# Stored records
***

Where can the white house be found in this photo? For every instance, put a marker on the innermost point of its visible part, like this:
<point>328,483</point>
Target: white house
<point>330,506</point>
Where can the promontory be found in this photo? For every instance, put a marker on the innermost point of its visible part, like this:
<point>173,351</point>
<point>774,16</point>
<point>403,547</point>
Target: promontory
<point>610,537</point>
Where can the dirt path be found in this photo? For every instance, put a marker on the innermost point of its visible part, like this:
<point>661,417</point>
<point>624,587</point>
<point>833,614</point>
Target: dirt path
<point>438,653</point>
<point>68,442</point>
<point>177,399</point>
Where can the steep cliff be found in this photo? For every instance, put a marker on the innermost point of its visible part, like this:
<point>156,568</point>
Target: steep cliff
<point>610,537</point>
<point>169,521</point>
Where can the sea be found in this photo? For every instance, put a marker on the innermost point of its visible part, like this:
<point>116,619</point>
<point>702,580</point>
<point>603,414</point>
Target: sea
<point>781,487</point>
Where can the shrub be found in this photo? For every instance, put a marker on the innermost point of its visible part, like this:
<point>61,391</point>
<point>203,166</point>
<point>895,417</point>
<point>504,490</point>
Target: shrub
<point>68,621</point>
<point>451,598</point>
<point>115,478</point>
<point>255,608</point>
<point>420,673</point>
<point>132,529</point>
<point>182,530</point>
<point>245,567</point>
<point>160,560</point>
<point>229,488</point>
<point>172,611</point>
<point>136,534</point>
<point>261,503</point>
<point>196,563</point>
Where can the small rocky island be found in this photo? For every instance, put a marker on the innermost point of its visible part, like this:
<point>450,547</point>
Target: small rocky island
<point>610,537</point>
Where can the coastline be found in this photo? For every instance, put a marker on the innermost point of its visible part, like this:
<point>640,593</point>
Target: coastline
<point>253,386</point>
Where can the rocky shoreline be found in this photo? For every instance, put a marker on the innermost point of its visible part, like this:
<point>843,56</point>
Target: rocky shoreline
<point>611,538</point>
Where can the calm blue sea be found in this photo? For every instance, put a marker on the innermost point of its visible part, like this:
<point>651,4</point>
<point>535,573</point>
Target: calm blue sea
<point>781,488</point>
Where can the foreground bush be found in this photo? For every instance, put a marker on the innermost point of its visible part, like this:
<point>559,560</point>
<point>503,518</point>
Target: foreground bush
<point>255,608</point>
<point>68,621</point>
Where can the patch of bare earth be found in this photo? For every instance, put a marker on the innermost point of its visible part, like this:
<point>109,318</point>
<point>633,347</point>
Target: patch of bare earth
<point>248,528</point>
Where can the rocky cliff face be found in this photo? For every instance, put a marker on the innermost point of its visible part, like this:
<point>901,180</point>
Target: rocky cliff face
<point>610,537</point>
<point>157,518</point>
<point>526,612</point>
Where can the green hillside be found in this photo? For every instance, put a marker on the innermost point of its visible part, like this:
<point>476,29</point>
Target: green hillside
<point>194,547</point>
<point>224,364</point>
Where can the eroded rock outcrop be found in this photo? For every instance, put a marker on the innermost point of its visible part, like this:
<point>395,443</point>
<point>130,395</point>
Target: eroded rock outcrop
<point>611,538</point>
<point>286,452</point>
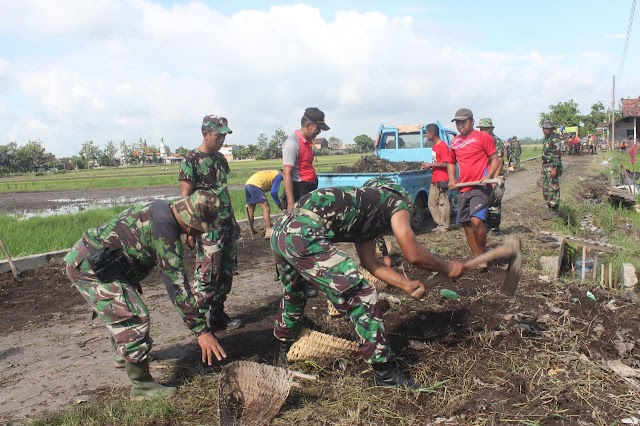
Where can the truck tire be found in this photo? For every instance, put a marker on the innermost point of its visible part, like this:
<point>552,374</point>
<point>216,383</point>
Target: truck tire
<point>418,214</point>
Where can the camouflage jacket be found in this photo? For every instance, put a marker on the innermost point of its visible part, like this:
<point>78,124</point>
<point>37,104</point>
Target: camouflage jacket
<point>551,151</point>
<point>209,171</point>
<point>149,236</point>
<point>353,214</point>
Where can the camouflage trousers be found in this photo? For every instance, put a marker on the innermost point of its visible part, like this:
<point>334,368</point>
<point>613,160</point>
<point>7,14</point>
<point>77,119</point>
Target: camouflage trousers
<point>119,305</point>
<point>550,187</point>
<point>304,255</point>
<point>216,259</point>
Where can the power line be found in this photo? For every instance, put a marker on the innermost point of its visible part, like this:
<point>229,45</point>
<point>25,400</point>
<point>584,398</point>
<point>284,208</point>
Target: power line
<point>626,41</point>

***

Copy all of the rows above word for word, and leave the pictures out of your copy.

Where can the white house be found in this photo? For every instance, put a marker on the innermost point of its visible part, like this:
<point>328,483</point>
Target: white house
<point>330,506</point>
Where can the promontory be found in this photo? For every instance, put a marker on the innermost point of its visible part, like this:
<point>173,351</point>
<point>774,16</point>
<point>403,547</point>
Target: promontory
<point>610,537</point>
Where can the dirt path be found in this photo? For every instance, put a marker on the innermost point of its visible part, like this:
<point>661,417</point>
<point>624,587</point>
<point>833,614</point>
Target: dirt path
<point>438,653</point>
<point>68,442</point>
<point>177,399</point>
Where can the steep cliff be found in this photo? For every instance, put a marker on the innermost point of its visible part, like this:
<point>156,568</point>
Target: steep cliff
<point>610,537</point>
<point>169,521</point>
Where can the sea be found in this photo? For every instance, put a marker on the innermost point of its visible part, like this:
<point>116,619</point>
<point>702,580</point>
<point>603,414</point>
Target: sea
<point>781,487</point>
Where can the shrub be found in this photo? For every instance, put a marker on the innermost point of its visible part, like this:
<point>61,391</point>
<point>203,166</point>
<point>895,417</point>
<point>504,490</point>
Target: shrub
<point>68,621</point>
<point>451,598</point>
<point>115,478</point>
<point>255,608</point>
<point>420,673</point>
<point>132,529</point>
<point>182,530</point>
<point>245,567</point>
<point>160,560</point>
<point>229,488</point>
<point>172,611</point>
<point>136,534</point>
<point>261,503</point>
<point>196,563</point>
Where can the small rocky island be found in this photo? For every instance, put a marker on the innermost point of its visible part, like this:
<point>450,547</point>
Target: small rocky island
<point>610,537</point>
Where can the coastline be found in this photo? For every instance, put a marker on the innermost point of its visible part, like this:
<point>640,593</point>
Target: coastline
<point>253,386</point>
Where can the rocky shoreline be found in this photo? For every instance, put a marker on the innermost point of its visible part, like this:
<point>843,56</point>
Target: rocky shoreline
<point>611,538</point>
Where can the calm blue sea be found in this photo? For every instance, put a marker on the innermost point of its visible part, like this:
<point>651,4</point>
<point>535,573</point>
Target: calm blue sea
<point>781,488</point>
Where can the foreground bush be found in this photo? For every instance, put a marker on the innermost point of its visible part, like this:
<point>559,560</point>
<point>503,518</point>
Target: foreground bush
<point>255,608</point>
<point>68,621</point>
Where can the patch of bare earth be found in this photo? For every instance, put a marker on the innermost point of its visible part, like this:
<point>109,318</point>
<point>633,347</point>
Target: patch of bare earth
<point>248,528</point>
Where can the rocky cliff face be found in this photo? For every instance, put a marker on the innermost point of its visible part, like this:
<point>901,180</point>
Target: rocky cliff face
<point>610,537</point>
<point>157,518</point>
<point>526,612</point>
Where can the green hillside be found in this photo? For every instance, put a marker on the innermost point of its visible part, like this:
<point>476,29</point>
Target: green hillside
<point>194,547</point>
<point>224,364</point>
Where can the eroded rock outcrop be found in this photo? For every instance, put a marker on the innermost point of its visible part, like this:
<point>395,443</point>
<point>130,395</point>
Target: eroded rock outcrop
<point>611,538</point>
<point>286,452</point>
Where can the truck tire be found in this photo? For every instance, put a marker on the innermost point of its visible part, like this:
<point>552,374</point>
<point>216,383</point>
Target: truck tire
<point>418,214</point>
Where can the camouflage jacket be found in this photo? For every instance, put a marker on the innermost point of its visible part, like this:
<point>78,124</point>
<point>37,104</point>
Target: camouflage jacket
<point>551,151</point>
<point>209,171</point>
<point>149,236</point>
<point>353,214</point>
Where can the camouflage trousers be found in this photo? For every instance, put a marker on the innermost point of its visible part, like this:
<point>334,368</point>
<point>613,160</point>
<point>7,14</point>
<point>77,119</point>
Target: camouflage trousers
<point>119,305</point>
<point>550,187</point>
<point>304,255</point>
<point>216,259</point>
Where can the power line be found in this photo? For every instance, put a marker on the innermost point of its visible part, like this:
<point>229,45</point>
<point>25,400</point>
<point>584,398</point>
<point>284,208</point>
Target: power line
<point>626,41</point>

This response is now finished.